Task details:
Copy the lines from the line with "pixel 654 36." to the line with "pixel 594 164", switching "overcast sky" to "cloudy sky" and keeping everything else the same.

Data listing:
Start
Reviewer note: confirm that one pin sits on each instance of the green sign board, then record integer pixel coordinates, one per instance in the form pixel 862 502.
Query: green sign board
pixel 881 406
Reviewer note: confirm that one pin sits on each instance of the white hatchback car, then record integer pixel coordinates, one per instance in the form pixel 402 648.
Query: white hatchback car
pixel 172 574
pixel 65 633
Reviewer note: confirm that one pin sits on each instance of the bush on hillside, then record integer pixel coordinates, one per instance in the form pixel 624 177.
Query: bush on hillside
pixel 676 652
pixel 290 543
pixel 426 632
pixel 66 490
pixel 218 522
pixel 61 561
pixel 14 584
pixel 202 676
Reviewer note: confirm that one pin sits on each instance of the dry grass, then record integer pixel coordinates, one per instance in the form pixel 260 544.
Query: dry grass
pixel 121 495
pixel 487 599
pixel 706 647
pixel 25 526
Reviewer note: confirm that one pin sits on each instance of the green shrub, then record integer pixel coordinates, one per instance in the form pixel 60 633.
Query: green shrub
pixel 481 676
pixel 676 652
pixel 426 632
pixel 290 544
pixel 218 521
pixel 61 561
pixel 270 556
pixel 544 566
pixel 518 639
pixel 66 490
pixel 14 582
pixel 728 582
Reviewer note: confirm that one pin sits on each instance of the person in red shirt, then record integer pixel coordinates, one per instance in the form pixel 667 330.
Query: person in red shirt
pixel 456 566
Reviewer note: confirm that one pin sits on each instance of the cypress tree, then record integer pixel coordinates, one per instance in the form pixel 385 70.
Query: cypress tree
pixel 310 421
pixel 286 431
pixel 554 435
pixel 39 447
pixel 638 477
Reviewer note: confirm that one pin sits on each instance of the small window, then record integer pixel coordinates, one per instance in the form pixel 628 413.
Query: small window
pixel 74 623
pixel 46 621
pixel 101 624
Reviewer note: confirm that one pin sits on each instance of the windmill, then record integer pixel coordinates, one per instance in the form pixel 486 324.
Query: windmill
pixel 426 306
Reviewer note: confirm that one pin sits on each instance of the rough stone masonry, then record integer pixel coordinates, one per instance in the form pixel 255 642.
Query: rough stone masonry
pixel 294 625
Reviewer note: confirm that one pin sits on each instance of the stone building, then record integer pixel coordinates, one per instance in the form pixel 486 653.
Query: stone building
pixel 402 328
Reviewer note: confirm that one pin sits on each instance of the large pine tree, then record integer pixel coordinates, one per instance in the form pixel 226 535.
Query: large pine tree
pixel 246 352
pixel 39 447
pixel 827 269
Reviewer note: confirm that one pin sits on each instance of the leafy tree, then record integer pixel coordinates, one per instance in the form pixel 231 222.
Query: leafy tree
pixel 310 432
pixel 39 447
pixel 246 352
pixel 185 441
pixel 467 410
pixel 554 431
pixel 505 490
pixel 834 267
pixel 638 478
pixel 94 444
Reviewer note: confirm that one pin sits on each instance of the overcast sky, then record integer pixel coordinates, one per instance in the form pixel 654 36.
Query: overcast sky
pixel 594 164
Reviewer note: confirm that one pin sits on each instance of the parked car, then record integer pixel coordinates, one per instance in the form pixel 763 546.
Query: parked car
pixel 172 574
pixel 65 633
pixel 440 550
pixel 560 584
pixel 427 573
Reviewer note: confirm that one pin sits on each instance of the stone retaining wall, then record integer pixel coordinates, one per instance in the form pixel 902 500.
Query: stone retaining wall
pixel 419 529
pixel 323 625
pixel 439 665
End
Start
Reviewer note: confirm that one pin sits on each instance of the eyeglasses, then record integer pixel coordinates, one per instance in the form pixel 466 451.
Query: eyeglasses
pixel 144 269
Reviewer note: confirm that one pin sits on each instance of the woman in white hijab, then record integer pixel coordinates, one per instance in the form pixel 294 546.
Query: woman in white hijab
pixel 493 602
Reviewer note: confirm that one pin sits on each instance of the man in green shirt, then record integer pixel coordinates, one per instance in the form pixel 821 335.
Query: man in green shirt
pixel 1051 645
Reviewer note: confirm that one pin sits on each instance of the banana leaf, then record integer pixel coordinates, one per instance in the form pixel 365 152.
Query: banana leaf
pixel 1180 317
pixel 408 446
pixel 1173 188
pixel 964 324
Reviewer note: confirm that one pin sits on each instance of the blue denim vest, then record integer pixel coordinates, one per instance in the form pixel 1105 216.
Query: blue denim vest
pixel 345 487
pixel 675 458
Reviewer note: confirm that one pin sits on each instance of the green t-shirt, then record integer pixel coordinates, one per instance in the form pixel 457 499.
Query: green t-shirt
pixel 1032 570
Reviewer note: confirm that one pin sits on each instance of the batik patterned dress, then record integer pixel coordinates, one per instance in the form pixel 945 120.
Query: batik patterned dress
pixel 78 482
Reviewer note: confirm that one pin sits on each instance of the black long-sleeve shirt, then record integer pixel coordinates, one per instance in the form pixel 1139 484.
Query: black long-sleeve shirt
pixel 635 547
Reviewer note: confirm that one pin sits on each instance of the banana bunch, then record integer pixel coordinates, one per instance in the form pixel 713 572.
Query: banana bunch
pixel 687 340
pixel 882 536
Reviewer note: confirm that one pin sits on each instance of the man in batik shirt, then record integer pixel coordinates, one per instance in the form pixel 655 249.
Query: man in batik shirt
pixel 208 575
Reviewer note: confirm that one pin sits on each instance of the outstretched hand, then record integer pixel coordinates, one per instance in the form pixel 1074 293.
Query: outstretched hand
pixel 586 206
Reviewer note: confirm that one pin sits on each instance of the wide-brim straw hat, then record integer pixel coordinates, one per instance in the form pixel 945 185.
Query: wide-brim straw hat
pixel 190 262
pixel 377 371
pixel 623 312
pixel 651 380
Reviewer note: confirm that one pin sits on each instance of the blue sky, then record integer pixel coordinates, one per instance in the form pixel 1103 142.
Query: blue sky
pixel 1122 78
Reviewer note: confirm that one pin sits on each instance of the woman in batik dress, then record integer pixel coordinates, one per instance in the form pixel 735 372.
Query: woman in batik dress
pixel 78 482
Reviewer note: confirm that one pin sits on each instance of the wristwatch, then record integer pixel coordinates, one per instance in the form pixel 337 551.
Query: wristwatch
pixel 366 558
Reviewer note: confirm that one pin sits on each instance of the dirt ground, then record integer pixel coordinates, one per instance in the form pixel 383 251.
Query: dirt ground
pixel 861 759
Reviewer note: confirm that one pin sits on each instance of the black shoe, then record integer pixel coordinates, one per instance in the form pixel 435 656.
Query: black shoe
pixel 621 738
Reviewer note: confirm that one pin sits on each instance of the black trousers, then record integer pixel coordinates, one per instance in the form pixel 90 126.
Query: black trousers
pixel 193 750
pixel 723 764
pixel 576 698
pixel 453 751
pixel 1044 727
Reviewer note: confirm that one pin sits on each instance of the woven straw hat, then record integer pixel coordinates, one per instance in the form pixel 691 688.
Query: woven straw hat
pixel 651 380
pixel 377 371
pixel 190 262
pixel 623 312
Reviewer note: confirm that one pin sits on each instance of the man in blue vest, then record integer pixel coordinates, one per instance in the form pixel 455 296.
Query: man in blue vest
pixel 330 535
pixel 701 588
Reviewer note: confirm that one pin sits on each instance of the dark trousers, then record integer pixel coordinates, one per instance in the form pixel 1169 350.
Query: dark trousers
End
Written reply:
Reviewer note: confirm that one pin sits on each instance of the cloudy sky, then record integer pixel coordinates, one per instance in the form pixel 654 36.
Query: cloudy sky
pixel 594 164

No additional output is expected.